> _Text_:
◇ ◇ ◇ ◇ ◇ ◇ ◇

According to research published in the British Medical Journal (BMJ), 48 cancer treatments were approved during this period for 68 different uses.
Yet just over one-third (35 per cent) of these drugs had shown evidence of increasing survival for cancer patients and the majority for just an average of three months, if not less.
Meanwhile, just ten per cent of the approved treatments had demonstrated any signs of improving patients' quality of life, raising questions as to why they were approved in the first place and whether they are really the best option for terminally-ill individuals.
Emma Greenwood, director of policy at Cancer Research UK, explained that the findings of the study are important, but may not necessarily represent the approvals system in the UK.
After the European Medicines Agency (EMA) has granted its approval to a drug, it then has to also meet the requirements of the National Institute of Health and Care Excellence (NICE) before it can be used routinely on the NHS.
Meanwhile, those drugs that are not approved by NICE after coming through the EMA are sometimes made available via the Cancer Drugs Fund (CDF). Although this scheme offered little in the way of monitoring in its early days, reforms in 2016 mean that patients can now access drugs while their benefits are evaluated.

◇ ◇ ◇ ◇ ◇ ◇ ◇

> _Activity_: Resume the passage on cancer drug approvals, starting after its final sentence about the 2016 reforms to the Cancer Drugs Fund. The listing is drawn from a separate source and has no connection to the passage on cancer drug approvals.

◇ ◇ ◇ ◇ ◇ ◇ ◇

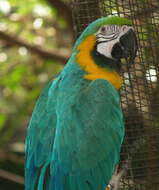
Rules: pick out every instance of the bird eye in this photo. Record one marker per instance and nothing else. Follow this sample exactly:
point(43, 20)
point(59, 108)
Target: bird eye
point(103, 29)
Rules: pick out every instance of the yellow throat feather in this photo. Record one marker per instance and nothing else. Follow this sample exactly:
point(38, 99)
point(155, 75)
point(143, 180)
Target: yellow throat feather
point(84, 59)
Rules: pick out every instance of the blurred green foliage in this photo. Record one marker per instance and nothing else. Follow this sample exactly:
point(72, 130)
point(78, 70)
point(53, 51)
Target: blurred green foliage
point(23, 73)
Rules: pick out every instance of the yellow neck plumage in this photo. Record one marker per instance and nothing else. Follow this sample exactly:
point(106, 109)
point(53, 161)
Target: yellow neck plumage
point(84, 59)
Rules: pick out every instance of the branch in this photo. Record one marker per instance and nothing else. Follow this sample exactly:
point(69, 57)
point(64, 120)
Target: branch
point(63, 10)
point(11, 177)
point(13, 40)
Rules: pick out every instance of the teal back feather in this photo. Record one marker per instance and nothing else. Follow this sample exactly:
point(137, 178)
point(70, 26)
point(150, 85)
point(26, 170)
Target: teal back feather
point(75, 133)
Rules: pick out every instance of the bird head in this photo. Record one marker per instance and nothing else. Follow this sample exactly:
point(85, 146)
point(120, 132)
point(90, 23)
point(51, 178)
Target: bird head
point(114, 38)
point(103, 44)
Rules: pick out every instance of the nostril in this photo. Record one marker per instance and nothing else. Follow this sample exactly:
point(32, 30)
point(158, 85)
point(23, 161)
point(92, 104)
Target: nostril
point(124, 28)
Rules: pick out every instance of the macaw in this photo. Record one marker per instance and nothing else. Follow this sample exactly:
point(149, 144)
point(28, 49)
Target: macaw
point(75, 134)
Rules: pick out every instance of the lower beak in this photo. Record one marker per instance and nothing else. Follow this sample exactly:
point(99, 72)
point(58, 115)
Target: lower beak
point(128, 44)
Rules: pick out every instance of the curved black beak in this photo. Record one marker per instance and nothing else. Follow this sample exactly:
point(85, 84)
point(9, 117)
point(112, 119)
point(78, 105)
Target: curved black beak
point(126, 47)
point(129, 45)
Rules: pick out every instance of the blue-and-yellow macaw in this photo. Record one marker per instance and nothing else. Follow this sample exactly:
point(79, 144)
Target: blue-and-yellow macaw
point(76, 130)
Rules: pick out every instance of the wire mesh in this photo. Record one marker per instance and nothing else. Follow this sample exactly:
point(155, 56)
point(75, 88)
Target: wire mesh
point(140, 91)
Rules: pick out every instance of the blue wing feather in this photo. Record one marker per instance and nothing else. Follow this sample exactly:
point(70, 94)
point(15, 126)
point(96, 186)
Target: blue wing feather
point(76, 131)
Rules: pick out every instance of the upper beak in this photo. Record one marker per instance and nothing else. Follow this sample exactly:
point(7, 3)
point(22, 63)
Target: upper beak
point(128, 42)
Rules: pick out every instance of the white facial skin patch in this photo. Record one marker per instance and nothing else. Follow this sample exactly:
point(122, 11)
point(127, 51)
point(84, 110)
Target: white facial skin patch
point(108, 36)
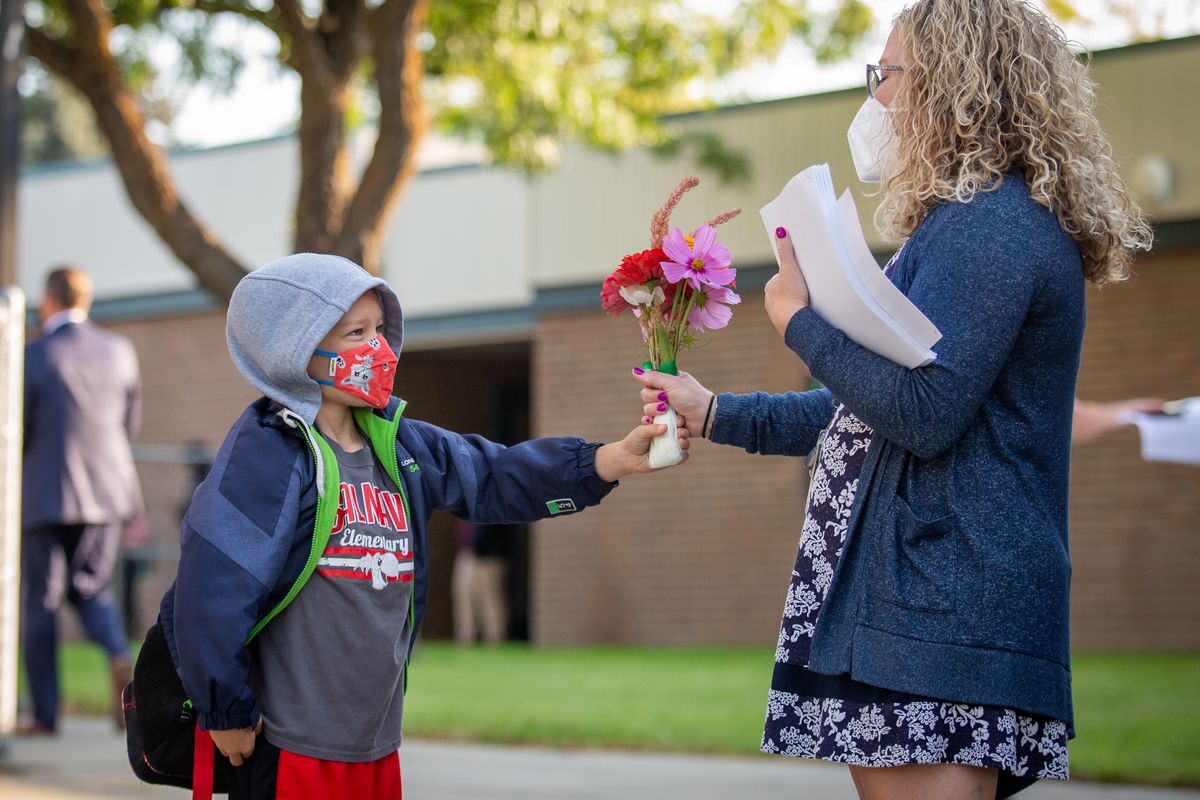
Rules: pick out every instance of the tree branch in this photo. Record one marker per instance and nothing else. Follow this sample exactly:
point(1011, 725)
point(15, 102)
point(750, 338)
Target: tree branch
point(90, 67)
point(306, 52)
point(265, 18)
point(325, 53)
point(403, 120)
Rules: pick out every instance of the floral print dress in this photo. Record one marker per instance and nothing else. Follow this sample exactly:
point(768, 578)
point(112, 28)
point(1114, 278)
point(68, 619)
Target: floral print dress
point(840, 720)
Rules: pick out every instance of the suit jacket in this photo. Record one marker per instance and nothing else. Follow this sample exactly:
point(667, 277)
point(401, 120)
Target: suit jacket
point(82, 405)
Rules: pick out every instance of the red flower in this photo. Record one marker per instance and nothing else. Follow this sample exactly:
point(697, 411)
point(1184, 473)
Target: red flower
point(636, 268)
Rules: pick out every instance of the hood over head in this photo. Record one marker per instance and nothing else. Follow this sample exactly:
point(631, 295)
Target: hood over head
point(280, 313)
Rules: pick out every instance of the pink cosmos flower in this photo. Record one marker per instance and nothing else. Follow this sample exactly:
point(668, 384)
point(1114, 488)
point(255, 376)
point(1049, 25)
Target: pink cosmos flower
point(712, 310)
point(700, 260)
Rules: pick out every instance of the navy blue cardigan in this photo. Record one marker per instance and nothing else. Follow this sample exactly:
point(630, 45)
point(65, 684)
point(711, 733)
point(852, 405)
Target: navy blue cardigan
point(955, 575)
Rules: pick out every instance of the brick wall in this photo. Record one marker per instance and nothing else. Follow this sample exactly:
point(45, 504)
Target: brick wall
point(689, 555)
point(702, 554)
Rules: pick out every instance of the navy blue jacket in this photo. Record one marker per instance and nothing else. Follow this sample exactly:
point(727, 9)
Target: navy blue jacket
point(955, 575)
point(247, 531)
point(82, 405)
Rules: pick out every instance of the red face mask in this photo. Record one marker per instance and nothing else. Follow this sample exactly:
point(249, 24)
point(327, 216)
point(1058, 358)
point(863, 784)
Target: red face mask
point(366, 372)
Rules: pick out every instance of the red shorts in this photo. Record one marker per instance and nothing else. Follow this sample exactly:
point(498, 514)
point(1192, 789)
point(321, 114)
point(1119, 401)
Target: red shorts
point(300, 777)
point(275, 774)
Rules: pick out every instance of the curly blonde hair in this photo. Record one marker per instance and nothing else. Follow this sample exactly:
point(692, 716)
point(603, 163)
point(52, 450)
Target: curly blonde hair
point(990, 86)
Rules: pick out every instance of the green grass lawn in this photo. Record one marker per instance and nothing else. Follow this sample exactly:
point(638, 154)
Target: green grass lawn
point(1138, 715)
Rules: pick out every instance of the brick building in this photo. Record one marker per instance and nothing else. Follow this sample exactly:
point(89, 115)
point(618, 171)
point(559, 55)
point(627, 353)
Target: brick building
point(499, 277)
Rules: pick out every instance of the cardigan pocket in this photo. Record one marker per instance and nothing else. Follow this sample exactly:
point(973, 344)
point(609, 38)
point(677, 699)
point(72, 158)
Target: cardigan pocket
point(915, 559)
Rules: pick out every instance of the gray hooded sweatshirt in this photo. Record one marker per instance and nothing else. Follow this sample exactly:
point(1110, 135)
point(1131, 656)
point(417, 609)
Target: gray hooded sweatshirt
point(280, 313)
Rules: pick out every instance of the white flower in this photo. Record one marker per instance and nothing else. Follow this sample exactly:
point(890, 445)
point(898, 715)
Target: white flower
point(639, 295)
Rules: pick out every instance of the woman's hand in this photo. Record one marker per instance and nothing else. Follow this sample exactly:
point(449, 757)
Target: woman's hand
point(628, 456)
point(681, 392)
point(787, 292)
point(237, 744)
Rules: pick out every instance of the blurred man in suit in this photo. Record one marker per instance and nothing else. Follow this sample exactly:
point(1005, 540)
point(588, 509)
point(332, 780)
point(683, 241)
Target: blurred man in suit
point(79, 486)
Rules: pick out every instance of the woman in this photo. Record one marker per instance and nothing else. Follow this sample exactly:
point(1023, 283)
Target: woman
point(924, 636)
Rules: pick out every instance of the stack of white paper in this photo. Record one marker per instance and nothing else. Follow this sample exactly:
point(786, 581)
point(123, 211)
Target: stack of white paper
point(846, 286)
point(1174, 435)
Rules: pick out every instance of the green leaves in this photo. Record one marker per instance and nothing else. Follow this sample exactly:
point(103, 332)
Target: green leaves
point(521, 76)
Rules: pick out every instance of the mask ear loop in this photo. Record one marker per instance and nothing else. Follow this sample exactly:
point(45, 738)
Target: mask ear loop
point(334, 358)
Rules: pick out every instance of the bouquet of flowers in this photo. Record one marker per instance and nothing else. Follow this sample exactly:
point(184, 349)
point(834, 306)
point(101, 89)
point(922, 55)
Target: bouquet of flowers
point(678, 288)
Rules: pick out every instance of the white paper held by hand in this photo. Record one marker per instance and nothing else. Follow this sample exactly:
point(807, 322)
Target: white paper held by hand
point(847, 288)
point(1169, 438)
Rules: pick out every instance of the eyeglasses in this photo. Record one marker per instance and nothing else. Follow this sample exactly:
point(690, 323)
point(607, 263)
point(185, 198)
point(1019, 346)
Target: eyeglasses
point(875, 76)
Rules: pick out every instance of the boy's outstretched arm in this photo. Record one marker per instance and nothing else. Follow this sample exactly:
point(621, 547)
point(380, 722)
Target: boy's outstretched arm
point(479, 480)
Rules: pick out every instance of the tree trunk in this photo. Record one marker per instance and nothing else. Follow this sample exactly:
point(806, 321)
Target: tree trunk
point(403, 120)
point(90, 67)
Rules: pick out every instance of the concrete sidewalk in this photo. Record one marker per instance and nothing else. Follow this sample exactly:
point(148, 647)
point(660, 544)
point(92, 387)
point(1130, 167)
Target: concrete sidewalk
point(87, 761)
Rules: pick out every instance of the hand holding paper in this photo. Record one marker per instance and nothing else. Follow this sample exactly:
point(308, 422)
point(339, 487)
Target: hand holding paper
point(846, 286)
point(787, 292)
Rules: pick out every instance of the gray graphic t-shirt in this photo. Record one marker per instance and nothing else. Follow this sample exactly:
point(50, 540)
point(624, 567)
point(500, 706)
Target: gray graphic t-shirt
point(329, 672)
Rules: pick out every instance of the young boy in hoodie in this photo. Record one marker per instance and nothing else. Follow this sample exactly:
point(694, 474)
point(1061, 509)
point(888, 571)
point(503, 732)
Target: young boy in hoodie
point(312, 708)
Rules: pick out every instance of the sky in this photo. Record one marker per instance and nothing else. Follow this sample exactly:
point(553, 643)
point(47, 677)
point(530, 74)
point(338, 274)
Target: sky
point(265, 101)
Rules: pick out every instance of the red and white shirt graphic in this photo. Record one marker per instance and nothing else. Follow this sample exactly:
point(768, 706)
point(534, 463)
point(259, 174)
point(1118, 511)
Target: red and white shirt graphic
point(371, 539)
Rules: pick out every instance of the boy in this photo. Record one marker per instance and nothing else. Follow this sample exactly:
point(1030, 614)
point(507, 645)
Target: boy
point(313, 707)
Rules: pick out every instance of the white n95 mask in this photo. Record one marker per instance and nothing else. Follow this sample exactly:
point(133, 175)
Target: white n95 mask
point(873, 142)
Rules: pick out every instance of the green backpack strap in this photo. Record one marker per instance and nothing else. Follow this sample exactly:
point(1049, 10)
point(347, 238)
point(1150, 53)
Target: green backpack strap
point(328, 487)
point(382, 434)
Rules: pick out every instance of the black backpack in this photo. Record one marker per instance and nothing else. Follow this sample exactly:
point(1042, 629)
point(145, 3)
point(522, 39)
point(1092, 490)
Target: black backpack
point(165, 744)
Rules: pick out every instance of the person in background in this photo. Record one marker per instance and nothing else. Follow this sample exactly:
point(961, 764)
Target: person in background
point(480, 609)
point(78, 486)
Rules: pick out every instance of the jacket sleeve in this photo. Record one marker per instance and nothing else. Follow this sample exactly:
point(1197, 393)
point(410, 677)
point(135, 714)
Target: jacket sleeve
point(486, 482)
point(773, 425)
point(978, 290)
point(238, 533)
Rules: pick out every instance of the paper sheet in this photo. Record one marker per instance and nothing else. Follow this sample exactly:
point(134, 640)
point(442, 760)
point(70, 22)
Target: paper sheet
point(846, 286)
point(1171, 438)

◇ ◇ ◇ ◇ ◇ ◇ ◇

> _Response to this exercise_:
Other drugs, such as immunotherapies, are the first of their kind, which again means there is little evidence of their effectiveness just yet, which may have also adversely affected the results of the BMJ study.
Ms Greenwood added: "The study does highlight the importance of using real-world evidence from patients, on top of data from clinical trials, to build our understanding of how drugs work in a real-life setting.
"We're already starting to see this happen through the CDF in England, where patients can access promising new drugs while more data is collected on their effectiveness. This type of evidence is becoming increasingly important."